→ **PROBLEM TO WORK ON**
Format the rows below, from the first line up to and including the line with "top-left (423, 147), bottom-right (562, 168)", as a Markdown table with the columns Line No. and Text. Number each line and leave out blank lines.

Region labeling rows
---------------
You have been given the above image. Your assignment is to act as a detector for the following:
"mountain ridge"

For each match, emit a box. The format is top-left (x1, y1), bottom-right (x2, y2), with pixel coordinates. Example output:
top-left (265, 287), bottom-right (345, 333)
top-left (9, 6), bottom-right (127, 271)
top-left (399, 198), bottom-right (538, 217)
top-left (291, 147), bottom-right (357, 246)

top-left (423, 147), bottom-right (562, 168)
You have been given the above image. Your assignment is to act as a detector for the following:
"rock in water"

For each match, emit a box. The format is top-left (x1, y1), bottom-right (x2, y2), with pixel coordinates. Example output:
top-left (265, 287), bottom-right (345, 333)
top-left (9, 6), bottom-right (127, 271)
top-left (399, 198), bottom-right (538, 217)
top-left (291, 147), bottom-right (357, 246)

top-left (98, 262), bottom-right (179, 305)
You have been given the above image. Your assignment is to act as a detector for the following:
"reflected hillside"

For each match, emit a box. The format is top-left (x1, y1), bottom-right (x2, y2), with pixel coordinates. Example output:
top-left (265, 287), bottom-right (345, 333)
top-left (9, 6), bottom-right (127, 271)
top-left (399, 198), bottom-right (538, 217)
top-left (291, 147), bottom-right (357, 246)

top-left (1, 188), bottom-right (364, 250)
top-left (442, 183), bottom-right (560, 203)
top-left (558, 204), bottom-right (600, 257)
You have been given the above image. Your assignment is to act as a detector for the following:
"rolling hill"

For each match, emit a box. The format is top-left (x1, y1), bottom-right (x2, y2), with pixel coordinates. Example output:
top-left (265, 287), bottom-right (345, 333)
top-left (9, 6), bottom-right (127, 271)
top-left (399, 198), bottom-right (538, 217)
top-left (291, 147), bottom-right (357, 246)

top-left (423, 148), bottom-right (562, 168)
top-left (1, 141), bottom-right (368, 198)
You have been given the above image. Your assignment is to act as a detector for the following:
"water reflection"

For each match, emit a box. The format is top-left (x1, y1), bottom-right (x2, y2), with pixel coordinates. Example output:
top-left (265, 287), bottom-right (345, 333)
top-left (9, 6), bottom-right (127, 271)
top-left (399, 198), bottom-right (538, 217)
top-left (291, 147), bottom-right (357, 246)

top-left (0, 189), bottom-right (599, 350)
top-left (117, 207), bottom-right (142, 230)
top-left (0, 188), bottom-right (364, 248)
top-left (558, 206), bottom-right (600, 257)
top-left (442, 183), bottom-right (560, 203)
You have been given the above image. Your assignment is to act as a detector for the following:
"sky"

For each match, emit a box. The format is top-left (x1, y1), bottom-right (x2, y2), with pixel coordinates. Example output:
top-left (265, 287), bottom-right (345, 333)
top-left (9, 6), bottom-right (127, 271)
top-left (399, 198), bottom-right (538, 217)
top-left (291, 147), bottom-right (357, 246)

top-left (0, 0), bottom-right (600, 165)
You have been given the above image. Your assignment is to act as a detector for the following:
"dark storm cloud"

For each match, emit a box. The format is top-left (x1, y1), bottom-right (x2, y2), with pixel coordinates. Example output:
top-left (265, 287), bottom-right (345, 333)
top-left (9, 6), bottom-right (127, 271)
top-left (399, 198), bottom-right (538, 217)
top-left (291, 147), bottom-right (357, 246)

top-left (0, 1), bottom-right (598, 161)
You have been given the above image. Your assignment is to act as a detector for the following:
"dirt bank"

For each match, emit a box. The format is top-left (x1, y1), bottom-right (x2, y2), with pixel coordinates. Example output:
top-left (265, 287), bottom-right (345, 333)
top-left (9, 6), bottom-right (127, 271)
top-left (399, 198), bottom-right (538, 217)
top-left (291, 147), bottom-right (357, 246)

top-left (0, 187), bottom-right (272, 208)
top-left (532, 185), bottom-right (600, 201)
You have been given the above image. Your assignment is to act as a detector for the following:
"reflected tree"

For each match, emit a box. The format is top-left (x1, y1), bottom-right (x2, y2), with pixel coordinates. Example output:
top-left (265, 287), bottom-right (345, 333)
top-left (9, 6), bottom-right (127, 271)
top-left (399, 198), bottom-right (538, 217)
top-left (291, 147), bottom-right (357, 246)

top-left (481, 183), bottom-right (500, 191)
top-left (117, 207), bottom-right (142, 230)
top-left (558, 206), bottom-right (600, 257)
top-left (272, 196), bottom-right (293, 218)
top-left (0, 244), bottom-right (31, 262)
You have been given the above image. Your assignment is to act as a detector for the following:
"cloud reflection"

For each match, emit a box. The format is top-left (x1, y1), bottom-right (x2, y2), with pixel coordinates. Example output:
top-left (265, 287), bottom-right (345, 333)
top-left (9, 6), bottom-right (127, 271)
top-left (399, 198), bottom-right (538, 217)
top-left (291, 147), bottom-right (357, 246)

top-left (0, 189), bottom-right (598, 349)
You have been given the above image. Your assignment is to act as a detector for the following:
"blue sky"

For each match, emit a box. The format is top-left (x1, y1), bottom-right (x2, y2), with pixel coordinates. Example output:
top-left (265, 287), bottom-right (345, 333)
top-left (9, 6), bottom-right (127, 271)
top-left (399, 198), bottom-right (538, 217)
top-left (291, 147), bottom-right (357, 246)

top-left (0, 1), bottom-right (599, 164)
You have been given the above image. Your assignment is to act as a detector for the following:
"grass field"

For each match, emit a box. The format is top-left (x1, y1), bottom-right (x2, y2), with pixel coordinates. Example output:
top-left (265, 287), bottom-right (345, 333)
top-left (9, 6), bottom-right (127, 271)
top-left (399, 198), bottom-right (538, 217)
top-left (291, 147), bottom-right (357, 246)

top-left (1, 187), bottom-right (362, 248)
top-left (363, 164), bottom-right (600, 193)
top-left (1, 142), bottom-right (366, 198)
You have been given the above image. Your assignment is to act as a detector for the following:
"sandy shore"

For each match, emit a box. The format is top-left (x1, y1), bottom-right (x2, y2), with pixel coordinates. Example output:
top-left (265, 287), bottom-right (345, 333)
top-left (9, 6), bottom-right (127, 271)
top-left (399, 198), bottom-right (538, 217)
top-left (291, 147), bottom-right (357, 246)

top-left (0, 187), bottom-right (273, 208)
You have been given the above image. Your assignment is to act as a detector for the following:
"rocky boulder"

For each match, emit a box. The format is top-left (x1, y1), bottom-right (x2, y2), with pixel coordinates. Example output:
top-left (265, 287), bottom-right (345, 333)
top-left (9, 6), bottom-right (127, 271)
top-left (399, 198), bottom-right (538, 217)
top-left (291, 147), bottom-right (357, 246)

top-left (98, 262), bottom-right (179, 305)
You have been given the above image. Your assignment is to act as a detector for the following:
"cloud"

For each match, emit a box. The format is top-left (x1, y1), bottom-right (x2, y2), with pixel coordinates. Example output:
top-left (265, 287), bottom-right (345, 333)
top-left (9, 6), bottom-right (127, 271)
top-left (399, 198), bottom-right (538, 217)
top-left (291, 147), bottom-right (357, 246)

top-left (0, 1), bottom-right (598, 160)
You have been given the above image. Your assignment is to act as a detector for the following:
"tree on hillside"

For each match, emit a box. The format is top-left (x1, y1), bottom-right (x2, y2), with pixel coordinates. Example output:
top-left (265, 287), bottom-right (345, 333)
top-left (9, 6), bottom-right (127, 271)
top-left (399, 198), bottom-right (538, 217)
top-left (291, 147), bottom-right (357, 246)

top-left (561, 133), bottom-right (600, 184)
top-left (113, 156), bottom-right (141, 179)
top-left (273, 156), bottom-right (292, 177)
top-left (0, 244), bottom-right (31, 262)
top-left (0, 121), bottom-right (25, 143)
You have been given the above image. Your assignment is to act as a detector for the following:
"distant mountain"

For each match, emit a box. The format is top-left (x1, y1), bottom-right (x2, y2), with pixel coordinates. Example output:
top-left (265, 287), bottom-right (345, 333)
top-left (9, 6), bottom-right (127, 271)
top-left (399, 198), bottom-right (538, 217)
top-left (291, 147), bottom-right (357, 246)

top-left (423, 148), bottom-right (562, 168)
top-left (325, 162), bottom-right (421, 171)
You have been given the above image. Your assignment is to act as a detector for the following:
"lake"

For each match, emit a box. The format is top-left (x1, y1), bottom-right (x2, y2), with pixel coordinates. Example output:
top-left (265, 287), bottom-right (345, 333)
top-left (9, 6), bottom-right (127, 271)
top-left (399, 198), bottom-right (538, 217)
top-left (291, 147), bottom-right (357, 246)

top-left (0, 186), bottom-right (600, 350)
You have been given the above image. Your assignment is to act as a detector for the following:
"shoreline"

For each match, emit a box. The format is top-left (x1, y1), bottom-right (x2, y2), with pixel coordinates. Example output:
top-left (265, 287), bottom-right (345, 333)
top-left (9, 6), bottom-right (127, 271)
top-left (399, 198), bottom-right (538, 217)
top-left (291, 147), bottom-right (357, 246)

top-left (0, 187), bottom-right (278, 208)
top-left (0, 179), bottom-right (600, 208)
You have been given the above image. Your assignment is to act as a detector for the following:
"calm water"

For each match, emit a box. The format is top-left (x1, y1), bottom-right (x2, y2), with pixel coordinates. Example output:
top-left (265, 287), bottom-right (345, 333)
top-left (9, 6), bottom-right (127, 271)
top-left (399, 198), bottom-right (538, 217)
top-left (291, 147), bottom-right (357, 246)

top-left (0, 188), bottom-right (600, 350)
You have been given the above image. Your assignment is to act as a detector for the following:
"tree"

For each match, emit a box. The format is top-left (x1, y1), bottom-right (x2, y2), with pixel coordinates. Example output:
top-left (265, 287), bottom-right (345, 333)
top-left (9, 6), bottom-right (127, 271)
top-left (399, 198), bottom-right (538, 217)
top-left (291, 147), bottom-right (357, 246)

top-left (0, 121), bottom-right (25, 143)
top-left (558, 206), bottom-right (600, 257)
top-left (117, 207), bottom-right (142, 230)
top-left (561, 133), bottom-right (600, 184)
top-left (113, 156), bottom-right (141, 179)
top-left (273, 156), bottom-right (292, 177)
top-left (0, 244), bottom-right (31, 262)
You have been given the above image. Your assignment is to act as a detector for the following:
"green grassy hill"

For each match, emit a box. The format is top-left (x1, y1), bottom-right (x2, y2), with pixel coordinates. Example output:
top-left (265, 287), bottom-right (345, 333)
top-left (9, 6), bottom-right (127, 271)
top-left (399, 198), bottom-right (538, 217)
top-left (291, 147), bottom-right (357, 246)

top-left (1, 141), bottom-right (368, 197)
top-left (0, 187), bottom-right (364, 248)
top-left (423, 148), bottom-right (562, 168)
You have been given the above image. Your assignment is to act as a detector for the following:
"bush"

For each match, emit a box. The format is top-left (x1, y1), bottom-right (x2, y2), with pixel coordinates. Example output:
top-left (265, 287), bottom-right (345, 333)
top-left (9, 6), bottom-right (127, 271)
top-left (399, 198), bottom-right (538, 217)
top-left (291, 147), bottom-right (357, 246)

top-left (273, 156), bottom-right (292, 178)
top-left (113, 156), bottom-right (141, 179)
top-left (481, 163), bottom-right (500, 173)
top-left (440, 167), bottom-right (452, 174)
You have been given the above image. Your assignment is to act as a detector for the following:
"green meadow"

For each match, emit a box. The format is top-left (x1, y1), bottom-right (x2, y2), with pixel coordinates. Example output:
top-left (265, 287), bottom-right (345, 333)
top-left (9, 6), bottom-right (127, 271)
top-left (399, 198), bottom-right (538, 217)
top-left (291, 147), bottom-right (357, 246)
---------------
→ **THE RESPONSE**
| Line No. | Text |
|---|---|
| 1 | You have been given the above image. Your assignment is to act as a detector for the following: |
| 2 | "mountain ridge" |
| 3 | For each match, emit a box. The format is top-left (x1, y1), bottom-right (x2, y2), with pixel coordinates. Example output: |
| 4 | top-left (265, 287), bottom-right (345, 333) |
| 5 | top-left (9, 6), bottom-right (127, 271) |
| 6 | top-left (399, 198), bottom-right (538, 217) |
| 7 | top-left (291, 147), bottom-right (357, 246) |
| 8 | top-left (423, 147), bottom-right (562, 168) |